Assignment. Filter the records below down to lines containing "brown".

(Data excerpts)
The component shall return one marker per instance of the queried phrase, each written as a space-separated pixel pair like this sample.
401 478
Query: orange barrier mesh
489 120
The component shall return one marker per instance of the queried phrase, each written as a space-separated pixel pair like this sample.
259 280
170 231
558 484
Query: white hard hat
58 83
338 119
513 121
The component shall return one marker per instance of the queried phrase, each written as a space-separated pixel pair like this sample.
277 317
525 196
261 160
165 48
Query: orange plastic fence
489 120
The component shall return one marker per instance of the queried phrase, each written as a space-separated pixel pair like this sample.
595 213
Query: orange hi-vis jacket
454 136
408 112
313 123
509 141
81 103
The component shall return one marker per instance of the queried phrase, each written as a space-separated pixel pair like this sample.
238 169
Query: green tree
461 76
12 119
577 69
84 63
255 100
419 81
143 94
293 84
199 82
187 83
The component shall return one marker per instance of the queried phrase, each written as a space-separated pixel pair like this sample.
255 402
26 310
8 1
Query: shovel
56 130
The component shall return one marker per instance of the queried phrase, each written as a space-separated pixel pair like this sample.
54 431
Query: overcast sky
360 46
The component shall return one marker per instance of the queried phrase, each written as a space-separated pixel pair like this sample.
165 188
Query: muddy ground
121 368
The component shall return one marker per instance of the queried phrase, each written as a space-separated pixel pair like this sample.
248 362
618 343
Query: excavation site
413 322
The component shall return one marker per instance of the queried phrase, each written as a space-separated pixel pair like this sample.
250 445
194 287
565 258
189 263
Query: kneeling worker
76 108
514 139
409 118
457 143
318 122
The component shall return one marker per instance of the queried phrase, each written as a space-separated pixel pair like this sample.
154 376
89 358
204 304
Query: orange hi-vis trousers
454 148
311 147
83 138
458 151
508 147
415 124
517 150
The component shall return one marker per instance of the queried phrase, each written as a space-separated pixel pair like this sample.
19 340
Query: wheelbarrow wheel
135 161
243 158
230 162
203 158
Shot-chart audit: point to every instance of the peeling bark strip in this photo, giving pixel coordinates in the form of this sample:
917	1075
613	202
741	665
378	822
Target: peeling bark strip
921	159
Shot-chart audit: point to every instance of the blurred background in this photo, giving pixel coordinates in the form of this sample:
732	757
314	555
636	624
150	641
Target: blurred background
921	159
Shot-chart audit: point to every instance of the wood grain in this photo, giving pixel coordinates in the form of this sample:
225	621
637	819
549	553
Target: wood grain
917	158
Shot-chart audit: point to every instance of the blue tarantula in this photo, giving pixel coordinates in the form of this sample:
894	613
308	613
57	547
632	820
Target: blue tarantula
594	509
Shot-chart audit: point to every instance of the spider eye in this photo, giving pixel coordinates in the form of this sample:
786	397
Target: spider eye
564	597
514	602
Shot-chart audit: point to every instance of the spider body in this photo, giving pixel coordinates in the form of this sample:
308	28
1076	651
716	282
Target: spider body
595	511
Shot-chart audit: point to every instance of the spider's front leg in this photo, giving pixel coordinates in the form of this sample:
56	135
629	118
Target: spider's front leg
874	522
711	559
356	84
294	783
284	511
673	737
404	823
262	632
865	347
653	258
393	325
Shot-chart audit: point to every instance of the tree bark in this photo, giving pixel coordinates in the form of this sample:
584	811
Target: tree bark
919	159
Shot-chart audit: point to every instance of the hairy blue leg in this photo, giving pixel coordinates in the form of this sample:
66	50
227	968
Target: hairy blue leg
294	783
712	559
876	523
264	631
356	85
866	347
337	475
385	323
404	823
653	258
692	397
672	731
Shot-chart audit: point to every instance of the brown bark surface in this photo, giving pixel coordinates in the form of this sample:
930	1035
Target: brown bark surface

Response below.
Shot-chart audit: point to every instance of the brown bark surface in this photo, giving pixel coordinates in the form of this sample:
Target: brown bark surface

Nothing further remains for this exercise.